All of these statements are based on survey data collected by the U.S. Bureau of Labor Statistics (BLS). Are the statistics misleading? Yes, in small ways. The BLS only counts you as part-time if you work less than 35 total hours per week in all paid jobs. This overlooks multiple job-holding, since the great majority of second jobs are part-time. Multiple job-holders stand near an all-time high at about five percent of the workforce -- but this, too, has changed little (in fact, has slightly decreased) since the lat 1980s. The BLS also changed the definition of involuntary part-time employment in 1994, only counting people as involuntary if they are immediately available for full-time hours -- reclassifying over a million workers from involuntary to voluntary part-time status (a lot of people, but only about one percent of the workforce).

But basically, the problems of part-time employment are the same as they always have been. Most part-time jobs -- whether or not their holders have chosen to work short hours -- are second-class jobs. The average part-time hourly wage is about half full-time average. This holds at UPS in particular, where the part-time entry wage was frozen at $8.00 an hour from 1982 until the new contract resulting from the strike. Part-timers are one-quarter as likely as full-timers to receive health benefits from their employers (though in the case of UPS, as in many union workplaces, the union has won a relatively generous benefit package for part-time workers). About four million part-time workers would prefer full-time jobs, but are stuck with short hours. And a much less widely known problem: a roughly equal number of full-time workers would prefer part-time jobs, but are stuck with full-time schedules -- unable to obtain the schedule flexibility they need for family or personal reasons. It would be hard to say that any of these problems has worsened since ten years ago.

Temporary Confusion?

DESPITE LITTLE CHANGE IN THE SCOPE AND NATURE of part-time work itself, concern about part-time work has clearly intensified. An important clue about why this has happened is the widespread tendency to confuse part-time and temporary employment. Alec Levenson, an economist at California's Milken Institute, deplores the fact that "part-timers frequently are lumped together with other 'bad' jobs, including temporary and contingent jobs."4 Indeed, I've found that all kinds of people, from high-ranking managers to TV reporters, get part-time and temporary jobs mixed up.

And temporary work is expanding rapidly. Employment in temporary agencies has expanded twenty-fold since the early 1960s, to the point where Manpower, Inc. employs more people over the course of a year than any other private employer in the country. In addition, the majority of temporary workers, unlike part-timers, are involuntary: they say they would prefer permanent work. However, the temporary help ranks only amount to two percent of the workforce. Adding in independent contractors, on-call workers, day laborers, and workers provided by contract firms boosts this number to a more substantial eleven percent (three percent of whom are also part-time).5

Even more important, all jobs are becoming more "contingent": businesses are disavowing implicit lifetime employment guarantees, and telling workers they are only hired on an as-needed basis. As AT&T geared up to lay off an estimated 40,000 workers in early 1996, Vice President for Human Resources James Meadows told the New York Times, "People need to look at themselves as self-employed, as vendors who come to this company to sell their skills." He added, "In AT&T, we have to promote the whole concept of the work force being contingent, though most of the contingent workers are inside of our walls." Instead of "jobs," people increasingly have "projects" or "fields of work," he remarked, leading to a society that is increasingly "jobless but not workless."6

So is the public's alarm about part-time employment all just a big mix-up, as economist Levenson would have us believe? No, in fact the fuzzy boundary between part-time and temporary work in the popular mind, while technically incorrect, is actually a fairly accurate reflection of labor market reality. About one-third of temporary agency employees work part-time hours. And second-class part-time jobs typically do not last long -- in large part because dissatisfied part-timers are quick to quit.
┄┄┄┄┄┄┄┄┄┄┄┄┄┄┄┄┄┄┄┄
- [Your tasks]:
[1] From the passage on part-time work, return everything from "All of these" down to "of the workforce).".
[2] Which kinds of workers does the passage on part-time work add to the temporary help ranks to reach eleven percent of the workforce? List them all.

- [Exercise data]:
┄┄┄┄┄┄┄┄┄┄┄┄┄┄┄┄┄┄┄┄
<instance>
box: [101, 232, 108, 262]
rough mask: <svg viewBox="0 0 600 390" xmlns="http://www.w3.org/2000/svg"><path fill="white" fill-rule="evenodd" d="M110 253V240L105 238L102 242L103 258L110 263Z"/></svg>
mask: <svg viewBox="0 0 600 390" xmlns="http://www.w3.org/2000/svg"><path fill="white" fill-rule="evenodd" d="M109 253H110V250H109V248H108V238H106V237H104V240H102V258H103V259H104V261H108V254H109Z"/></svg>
┄┄┄┄┄┄┄┄┄┄┄┄┄┄┄┄┄┄┄┄
- [Set of answers]:
[1]
All of these statements are based on survey data collected by the U.S. Bureau of Labor Statistics (BLS). Are the statistics misleading? Yes, in small ways. The BLS only counts you as part-time if you work less than 35 total hours per week in all paid jobs. This overlooks multiple job-holding, since the great majority of second jobs are part-time. Multiple job-holders stand near an all-time high at about five percent of the workforce -- but this, too, has changed little (in fact, has slightly decreased) since the lat 1980s. The BLS also changed the definition of involuntary part-time employment in 1994, only counting people as involuntary if they are immediately available for full-time hours -- reclassifying over a million workers from involuntary to voluntary part-time status (a lot of people, but only about one percent of the workforce).

[2]
- Independent contractors
- On-call workers
- Day laborers
- Workers provided by contract firms